Assigned task A: Summarize the passage on the AAAS On-call volunteers in two sentences.
Assigned task B: In the passage on the AAAS On-call volunteers, which two organizations does Ward now work with?
Assigned task C: Please reproduce the passage on the AAAS On-call volunteers from "Her analysis was" up to and including "the organization's reports.".

Extract provided:
* * *

Her analysis was exactly what EDLC needed to bring the science to bear on the lawsuit, Gordon said. "We're always looking for translating, as it were, from a bunch of numbers and reports to something we can understand."

Hansdeep Singh, co-founder and director of legal programs for the International Center for Advocates Against Discrimination (ICAAD) also relies on On-call volunteers when "we really want to make that data speak, and flesh it out." ICAAD works with social psychologist Tiffany Griffin and Courtney Cogburn, a Robert Wood Johnson Foundation Health & Society Scholar at Harvard University, on a project that analyzes gender and ethnic discrimination in legal systems around the globe. As social scientists, Singh said, Griffin and Cogburn provide important interdisciplinary analysis for the organization's reports.

"It's a great way to translate the science, as well as the transferrable skills that we develop as Ph.D.s," Griffin said of the experience.

Mortimer found the AAAS program when she was searching for a way to get involved with the human rights community, but she said other researchers might choose to join "just to feel the personal satisfaction of having your work improve the lives of others."

Ward, who now works with Amnesty International as well as Human Rights Watch, calls the On-call program "habit-forming."

"I think most people who volunteer for this program will see it as I do," he said, "as a great way to pay back in some sense our nation and the world for the tremendous good luck and great opportunities that we have had to develop rewarding technical careers in a free society."

* * *

Data:
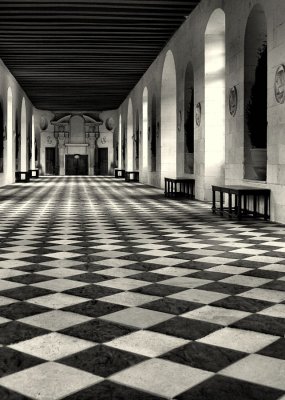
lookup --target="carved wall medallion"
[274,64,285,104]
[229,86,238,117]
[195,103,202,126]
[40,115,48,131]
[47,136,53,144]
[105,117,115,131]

* * *

Task answer A: Scientists who volunteer through the AAAS On-call program give groups such as EDLC and ICAAD analysis that turns numbers and reports into something understandable. Volunteers describe the work as a way to translate science, to feel personal satisfaction, and to pay back the opportunities they have had.

Task answer B: Amnesty International and Human Rights Watch.

Task answer C:
Her analysis was exactly what EDLC needed to bring the science to bear on the lawsuit, Gordon said. "We're always looking for translating, as it were, from a bunch of numbers and reports to something we can understand."

Hansdeep Singh, co-founder and director of legal programs for the International Center for Advocates Against Discrimination (ICAAD) also relies on On-call volunteers when "we really want to make that data speak, and flesh it out." ICAAD works with social psychologist Tiffany Griffin and Courtney Cogburn, a Robert Wood Johnson Foundation Health & Society Scholar at Harvard University, on a project that analyzes gender and ethnic discrimination in legal systems around the globe. As social scientists, Singh said, Griffin and Cogburn provide important interdisciplinary analysis for the organization's reports.